Filter the material below and copy out every line that contains the string "mask". Letter case must match.

(Bounding-box records)
---

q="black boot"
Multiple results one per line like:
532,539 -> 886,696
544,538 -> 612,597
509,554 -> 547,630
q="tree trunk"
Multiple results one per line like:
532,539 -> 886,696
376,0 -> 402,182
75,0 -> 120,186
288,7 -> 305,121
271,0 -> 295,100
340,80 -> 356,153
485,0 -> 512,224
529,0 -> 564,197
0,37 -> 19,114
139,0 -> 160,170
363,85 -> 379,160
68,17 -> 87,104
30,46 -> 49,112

---

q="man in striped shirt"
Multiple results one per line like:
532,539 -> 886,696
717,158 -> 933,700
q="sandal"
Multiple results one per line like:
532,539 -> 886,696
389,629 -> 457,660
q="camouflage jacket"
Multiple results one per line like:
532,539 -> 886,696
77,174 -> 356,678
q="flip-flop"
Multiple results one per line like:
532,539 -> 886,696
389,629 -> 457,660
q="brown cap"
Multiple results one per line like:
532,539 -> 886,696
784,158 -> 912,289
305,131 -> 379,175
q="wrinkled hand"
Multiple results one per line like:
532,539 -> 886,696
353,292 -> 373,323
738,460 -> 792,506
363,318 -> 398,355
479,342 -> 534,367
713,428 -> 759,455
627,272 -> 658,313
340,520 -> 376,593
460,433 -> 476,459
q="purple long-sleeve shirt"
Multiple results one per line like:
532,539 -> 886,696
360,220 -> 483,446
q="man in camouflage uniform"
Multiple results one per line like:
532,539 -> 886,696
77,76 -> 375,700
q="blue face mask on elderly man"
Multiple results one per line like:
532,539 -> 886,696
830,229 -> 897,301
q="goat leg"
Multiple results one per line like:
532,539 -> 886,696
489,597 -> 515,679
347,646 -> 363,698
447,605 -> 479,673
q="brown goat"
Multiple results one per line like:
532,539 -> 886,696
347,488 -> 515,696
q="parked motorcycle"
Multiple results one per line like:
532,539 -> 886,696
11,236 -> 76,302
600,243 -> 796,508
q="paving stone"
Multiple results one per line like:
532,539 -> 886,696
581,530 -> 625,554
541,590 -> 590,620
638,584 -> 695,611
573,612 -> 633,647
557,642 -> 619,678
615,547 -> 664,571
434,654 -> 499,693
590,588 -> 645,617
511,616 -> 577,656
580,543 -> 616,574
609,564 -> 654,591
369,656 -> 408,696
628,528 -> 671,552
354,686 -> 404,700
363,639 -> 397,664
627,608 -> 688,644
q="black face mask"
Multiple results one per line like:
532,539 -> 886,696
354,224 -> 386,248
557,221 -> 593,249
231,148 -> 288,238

---

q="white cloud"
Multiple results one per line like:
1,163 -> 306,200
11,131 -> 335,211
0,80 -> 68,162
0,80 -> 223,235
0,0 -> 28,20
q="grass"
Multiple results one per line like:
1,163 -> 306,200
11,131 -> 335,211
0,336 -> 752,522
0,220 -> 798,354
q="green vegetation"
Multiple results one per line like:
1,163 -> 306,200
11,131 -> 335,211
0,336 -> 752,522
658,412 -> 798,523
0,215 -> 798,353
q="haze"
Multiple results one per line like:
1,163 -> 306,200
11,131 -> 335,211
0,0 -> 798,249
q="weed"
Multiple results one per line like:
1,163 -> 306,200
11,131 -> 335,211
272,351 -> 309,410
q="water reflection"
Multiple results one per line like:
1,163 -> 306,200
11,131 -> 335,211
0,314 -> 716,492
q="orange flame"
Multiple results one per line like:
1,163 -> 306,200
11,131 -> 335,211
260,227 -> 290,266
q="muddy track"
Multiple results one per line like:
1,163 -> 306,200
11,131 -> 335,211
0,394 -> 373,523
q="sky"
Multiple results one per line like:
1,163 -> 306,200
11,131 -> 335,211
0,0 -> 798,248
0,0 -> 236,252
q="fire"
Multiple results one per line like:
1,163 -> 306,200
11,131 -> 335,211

---

Response to the exercise:
q="blue face mask on elderly man"
q="black face mask"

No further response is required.